# EXERCISE REQUIREMENTS
Reproduce the lines of the records below starting with the one that contains "Target: white trim" and ending with the one that contains "top-left (0, 157), bottom-right (73, 176)", both of those lines included.

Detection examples
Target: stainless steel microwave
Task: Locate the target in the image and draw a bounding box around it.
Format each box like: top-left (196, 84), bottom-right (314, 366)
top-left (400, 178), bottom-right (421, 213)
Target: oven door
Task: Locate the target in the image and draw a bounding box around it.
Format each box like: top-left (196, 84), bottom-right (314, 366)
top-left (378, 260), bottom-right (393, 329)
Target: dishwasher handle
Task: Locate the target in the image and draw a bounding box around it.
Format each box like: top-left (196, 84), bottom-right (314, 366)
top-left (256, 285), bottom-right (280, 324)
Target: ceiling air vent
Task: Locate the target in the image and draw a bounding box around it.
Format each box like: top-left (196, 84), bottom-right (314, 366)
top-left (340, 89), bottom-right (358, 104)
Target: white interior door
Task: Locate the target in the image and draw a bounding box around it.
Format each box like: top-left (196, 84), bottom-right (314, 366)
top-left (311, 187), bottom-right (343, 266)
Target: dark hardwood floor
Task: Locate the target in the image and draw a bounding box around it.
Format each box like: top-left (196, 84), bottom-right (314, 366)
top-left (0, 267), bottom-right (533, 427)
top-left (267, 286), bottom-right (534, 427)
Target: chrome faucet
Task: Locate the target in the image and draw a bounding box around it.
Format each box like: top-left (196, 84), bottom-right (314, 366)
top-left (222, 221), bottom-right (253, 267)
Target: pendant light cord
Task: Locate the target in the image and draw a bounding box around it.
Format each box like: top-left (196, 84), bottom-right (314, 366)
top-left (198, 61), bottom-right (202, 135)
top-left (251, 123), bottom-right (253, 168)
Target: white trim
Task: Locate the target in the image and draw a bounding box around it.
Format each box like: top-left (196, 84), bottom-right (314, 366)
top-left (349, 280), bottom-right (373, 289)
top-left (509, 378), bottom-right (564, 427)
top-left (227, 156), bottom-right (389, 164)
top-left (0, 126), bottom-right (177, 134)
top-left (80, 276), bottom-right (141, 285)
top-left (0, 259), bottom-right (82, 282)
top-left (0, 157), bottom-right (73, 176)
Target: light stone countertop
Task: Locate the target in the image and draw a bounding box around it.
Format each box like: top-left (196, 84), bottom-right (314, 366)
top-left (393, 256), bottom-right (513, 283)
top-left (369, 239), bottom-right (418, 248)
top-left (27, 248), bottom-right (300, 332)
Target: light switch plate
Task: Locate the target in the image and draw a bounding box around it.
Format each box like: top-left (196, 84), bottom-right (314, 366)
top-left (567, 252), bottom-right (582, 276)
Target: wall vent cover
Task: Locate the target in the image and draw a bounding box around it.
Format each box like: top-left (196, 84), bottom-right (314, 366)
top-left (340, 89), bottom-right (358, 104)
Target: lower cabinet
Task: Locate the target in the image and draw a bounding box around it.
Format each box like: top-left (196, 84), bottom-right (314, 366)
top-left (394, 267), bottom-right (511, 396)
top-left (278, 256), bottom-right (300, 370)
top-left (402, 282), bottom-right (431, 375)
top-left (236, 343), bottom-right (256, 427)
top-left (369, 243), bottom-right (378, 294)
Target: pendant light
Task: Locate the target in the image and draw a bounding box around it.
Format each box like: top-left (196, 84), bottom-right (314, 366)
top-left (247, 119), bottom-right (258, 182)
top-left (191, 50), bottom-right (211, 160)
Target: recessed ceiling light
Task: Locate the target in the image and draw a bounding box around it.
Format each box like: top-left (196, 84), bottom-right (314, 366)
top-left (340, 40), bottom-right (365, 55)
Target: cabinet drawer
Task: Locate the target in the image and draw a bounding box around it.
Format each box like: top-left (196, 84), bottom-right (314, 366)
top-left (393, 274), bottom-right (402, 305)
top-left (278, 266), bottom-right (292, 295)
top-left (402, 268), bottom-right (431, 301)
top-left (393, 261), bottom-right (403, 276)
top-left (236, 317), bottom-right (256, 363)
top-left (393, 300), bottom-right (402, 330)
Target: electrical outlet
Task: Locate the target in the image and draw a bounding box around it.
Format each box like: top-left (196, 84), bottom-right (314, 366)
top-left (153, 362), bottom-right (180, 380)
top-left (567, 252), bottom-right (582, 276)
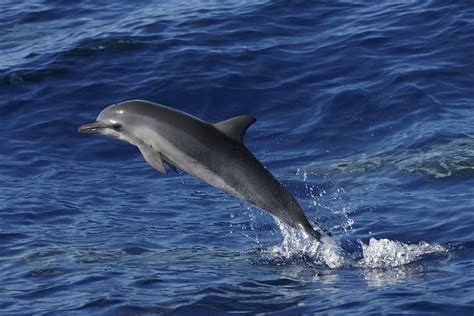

# SOLUTION TO THIS TASK
Target: white trim
Task: Locate the target in the image and draw a bounding box around it.
Format each box like: top-left (196, 84), bottom-right (314, 366)
top-left (349, 280), bottom-right (373, 289)
top-left (509, 378), bottom-right (564, 427)
top-left (227, 156), bottom-right (389, 164)
top-left (0, 126), bottom-right (177, 134)
top-left (80, 276), bottom-right (141, 285)
top-left (0, 259), bottom-right (82, 282)
top-left (0, 157), bottom-right (73, 176)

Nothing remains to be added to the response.